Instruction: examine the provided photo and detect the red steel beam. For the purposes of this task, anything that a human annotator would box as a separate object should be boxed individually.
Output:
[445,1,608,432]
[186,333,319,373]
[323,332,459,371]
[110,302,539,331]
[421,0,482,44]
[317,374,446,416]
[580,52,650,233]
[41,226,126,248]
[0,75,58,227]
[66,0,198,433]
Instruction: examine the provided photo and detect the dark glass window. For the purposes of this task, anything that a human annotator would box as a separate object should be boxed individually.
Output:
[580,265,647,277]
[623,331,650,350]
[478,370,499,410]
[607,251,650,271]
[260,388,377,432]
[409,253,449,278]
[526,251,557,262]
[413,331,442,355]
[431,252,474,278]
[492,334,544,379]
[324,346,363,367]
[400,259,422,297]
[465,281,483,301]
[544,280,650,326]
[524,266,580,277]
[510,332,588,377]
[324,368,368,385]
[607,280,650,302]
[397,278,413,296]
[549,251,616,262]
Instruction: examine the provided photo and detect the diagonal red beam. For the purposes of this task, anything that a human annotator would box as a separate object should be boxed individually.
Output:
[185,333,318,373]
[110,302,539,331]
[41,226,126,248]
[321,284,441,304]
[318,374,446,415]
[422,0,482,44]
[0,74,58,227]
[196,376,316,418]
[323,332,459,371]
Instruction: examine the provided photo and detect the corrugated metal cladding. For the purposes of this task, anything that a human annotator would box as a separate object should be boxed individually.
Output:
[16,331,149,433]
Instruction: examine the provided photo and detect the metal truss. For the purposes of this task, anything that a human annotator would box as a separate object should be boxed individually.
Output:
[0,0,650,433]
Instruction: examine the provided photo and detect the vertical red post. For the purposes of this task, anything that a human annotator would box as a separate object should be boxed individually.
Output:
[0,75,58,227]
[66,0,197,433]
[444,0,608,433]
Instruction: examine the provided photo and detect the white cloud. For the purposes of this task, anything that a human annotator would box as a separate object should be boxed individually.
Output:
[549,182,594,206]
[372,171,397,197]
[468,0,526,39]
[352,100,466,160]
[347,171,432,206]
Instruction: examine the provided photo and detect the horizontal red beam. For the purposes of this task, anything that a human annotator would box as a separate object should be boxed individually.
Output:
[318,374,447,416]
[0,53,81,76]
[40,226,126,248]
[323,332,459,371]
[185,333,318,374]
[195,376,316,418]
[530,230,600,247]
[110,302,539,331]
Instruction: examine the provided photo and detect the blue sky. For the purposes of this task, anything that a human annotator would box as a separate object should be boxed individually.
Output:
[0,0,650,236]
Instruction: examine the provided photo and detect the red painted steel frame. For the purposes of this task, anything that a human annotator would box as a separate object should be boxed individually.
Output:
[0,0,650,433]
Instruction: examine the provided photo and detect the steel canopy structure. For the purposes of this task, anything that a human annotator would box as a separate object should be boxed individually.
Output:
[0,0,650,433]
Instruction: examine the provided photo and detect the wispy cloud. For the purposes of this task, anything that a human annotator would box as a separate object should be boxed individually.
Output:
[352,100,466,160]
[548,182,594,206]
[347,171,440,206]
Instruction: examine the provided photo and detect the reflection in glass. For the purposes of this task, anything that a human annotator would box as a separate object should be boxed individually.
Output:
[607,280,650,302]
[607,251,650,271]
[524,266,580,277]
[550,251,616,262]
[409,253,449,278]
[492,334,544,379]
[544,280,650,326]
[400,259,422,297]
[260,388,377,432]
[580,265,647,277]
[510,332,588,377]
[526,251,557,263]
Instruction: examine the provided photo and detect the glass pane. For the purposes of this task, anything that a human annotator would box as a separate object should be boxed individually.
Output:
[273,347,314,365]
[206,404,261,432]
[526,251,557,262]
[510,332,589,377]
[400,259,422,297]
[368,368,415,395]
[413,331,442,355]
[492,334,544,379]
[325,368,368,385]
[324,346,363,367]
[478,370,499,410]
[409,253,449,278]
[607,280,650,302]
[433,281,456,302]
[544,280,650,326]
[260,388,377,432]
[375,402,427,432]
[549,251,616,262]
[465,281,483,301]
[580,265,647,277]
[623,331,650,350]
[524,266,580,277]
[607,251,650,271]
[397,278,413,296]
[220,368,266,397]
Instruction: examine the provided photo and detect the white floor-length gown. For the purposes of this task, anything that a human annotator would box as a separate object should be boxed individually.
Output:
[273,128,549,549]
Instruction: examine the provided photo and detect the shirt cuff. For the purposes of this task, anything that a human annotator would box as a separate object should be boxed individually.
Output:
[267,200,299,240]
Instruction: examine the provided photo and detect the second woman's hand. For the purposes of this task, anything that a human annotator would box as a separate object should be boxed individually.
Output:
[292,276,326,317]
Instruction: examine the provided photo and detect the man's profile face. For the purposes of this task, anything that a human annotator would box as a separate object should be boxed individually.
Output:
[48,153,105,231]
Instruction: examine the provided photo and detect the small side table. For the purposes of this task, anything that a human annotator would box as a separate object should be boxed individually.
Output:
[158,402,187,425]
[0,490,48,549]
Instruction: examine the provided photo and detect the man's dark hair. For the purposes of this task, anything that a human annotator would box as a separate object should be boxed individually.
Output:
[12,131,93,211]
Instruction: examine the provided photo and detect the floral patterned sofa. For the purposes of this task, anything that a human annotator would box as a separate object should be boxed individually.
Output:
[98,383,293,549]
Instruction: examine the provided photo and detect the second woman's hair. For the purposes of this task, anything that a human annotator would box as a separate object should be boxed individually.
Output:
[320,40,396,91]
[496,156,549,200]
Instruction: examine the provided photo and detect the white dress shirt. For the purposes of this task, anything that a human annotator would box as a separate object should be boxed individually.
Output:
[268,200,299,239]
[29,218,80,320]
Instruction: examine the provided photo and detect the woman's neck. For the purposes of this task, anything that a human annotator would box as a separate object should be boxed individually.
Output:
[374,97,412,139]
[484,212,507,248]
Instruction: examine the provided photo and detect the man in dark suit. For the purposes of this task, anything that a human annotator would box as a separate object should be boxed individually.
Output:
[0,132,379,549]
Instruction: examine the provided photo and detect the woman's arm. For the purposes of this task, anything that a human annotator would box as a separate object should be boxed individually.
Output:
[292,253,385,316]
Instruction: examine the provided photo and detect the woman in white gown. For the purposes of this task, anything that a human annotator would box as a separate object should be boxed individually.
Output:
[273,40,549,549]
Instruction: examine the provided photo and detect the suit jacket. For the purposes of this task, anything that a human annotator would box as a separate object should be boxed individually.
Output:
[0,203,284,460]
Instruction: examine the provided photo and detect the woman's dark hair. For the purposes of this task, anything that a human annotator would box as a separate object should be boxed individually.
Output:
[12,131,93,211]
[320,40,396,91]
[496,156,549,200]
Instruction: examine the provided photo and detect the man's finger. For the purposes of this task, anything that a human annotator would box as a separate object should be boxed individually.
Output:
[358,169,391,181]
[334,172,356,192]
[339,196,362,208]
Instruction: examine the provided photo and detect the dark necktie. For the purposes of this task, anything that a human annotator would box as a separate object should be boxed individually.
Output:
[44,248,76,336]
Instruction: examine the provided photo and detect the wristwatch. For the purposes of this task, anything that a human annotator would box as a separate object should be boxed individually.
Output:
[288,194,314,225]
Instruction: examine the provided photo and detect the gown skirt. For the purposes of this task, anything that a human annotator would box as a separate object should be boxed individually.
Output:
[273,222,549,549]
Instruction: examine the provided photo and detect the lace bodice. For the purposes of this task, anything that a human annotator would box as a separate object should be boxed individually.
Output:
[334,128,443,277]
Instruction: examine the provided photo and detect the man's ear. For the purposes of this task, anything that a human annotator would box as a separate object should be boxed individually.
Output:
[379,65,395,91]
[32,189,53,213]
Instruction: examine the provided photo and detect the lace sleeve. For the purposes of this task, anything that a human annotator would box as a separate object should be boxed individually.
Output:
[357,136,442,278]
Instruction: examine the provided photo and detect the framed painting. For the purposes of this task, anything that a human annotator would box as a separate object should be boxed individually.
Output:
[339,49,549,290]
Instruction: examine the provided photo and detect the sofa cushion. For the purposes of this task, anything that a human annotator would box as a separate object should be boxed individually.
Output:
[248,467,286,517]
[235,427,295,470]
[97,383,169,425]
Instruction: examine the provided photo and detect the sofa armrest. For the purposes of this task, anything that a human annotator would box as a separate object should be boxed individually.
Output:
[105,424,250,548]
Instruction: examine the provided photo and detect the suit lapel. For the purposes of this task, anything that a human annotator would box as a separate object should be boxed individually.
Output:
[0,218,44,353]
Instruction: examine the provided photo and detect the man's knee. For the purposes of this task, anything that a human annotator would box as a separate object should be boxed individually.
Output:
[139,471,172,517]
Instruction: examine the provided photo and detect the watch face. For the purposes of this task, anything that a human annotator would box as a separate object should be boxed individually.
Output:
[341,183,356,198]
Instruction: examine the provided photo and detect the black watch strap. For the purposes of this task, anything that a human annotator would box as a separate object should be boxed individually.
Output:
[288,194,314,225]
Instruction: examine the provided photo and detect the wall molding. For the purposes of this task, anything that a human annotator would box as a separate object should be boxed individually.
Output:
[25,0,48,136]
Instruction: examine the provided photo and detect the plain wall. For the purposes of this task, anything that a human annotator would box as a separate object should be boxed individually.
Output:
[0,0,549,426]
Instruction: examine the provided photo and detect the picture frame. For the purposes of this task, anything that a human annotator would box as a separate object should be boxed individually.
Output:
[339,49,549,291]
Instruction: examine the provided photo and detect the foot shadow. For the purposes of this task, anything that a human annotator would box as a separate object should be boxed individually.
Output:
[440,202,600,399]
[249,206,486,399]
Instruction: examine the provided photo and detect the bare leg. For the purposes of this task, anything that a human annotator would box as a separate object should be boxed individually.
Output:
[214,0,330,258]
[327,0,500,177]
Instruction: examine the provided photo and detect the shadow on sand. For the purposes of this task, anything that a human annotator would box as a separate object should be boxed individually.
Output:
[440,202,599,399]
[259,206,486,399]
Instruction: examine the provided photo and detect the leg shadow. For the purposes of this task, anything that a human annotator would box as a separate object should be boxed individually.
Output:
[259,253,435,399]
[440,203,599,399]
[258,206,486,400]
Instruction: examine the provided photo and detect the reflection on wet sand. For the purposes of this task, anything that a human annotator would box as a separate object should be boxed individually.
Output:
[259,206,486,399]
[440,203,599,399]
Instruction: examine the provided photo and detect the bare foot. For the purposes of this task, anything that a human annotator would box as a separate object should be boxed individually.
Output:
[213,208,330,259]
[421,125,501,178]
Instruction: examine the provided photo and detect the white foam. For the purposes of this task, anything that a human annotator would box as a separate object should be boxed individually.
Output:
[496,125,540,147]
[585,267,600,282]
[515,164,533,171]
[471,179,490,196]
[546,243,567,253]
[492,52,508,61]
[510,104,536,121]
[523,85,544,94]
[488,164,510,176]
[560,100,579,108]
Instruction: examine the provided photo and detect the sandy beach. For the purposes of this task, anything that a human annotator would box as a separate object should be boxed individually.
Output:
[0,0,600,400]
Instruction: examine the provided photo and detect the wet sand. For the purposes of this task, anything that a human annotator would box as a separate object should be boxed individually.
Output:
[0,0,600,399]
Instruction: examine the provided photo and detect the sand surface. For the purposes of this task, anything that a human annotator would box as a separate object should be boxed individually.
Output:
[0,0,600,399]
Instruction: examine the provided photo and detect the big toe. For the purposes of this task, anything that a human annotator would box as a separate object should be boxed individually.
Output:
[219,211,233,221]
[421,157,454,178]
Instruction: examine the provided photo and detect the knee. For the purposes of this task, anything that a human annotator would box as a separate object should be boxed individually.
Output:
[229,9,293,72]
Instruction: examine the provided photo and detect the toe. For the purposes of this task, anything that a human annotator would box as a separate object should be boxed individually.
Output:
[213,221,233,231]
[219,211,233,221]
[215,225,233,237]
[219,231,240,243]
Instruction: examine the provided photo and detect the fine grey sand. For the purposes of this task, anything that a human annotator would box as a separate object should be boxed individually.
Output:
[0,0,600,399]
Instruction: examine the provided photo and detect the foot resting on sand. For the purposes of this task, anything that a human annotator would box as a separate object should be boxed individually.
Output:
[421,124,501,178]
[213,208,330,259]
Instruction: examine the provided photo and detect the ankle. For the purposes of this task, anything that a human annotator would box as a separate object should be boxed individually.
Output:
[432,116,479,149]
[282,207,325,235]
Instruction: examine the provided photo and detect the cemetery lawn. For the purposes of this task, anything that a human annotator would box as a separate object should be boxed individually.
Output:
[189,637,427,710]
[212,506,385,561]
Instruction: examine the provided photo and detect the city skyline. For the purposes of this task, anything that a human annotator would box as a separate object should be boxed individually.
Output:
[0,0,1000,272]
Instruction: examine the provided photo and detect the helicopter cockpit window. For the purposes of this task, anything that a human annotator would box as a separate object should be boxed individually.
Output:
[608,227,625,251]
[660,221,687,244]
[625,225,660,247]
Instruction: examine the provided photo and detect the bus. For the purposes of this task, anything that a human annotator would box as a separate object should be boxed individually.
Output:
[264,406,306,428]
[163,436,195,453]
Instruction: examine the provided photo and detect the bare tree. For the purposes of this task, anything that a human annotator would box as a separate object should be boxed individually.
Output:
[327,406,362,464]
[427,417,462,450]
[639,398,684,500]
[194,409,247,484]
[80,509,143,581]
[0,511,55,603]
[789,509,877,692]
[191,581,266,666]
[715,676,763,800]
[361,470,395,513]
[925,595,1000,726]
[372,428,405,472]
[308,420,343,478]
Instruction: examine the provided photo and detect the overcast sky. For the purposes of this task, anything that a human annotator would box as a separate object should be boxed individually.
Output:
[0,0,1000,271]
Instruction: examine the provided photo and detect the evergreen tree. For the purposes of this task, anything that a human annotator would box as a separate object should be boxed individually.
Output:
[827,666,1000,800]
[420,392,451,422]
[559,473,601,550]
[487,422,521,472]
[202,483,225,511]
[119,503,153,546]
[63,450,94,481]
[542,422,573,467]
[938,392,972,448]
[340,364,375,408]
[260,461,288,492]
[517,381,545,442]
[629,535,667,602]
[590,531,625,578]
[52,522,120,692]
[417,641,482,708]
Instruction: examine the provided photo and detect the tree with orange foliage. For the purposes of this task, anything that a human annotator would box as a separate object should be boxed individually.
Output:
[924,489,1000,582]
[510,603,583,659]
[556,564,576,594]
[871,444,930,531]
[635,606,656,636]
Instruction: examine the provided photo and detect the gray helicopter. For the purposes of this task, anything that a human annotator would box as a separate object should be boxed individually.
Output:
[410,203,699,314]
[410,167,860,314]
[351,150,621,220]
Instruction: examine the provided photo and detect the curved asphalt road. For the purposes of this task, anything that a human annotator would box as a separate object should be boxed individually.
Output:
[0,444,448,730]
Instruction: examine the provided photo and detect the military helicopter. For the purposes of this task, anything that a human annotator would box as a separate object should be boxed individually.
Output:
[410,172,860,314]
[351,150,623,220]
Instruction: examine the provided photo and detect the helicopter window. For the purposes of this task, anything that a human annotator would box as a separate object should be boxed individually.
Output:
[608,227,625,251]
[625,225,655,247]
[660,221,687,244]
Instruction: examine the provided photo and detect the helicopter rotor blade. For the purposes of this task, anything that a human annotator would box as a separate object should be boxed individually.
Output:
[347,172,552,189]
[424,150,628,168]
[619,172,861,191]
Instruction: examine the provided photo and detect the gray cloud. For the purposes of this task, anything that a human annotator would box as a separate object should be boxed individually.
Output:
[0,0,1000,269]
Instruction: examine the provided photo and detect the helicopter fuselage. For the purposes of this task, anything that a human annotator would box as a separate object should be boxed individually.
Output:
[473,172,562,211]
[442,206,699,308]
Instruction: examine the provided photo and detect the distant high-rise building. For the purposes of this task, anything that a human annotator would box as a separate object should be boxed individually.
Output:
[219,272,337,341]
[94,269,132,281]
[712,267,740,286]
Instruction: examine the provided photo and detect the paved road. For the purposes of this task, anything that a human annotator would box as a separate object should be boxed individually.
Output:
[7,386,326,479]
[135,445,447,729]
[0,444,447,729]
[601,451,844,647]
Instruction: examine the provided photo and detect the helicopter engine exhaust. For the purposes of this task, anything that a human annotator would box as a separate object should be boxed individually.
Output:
──────────────────────────────
Required task »
Rewrite every line starting at the one containing "the gray cloud." and ending at the one containing "[0,0,1000,269]", keeping the wording unchanged and shifting each bounding-box coordinate up by 7.

Solution »
Instruction: examine the provided photo and detect the gray cloud. For the purposes of this task, anything that a human annotator would box as a separate object should be boxed individually.
Output:
[7,7,1007,276]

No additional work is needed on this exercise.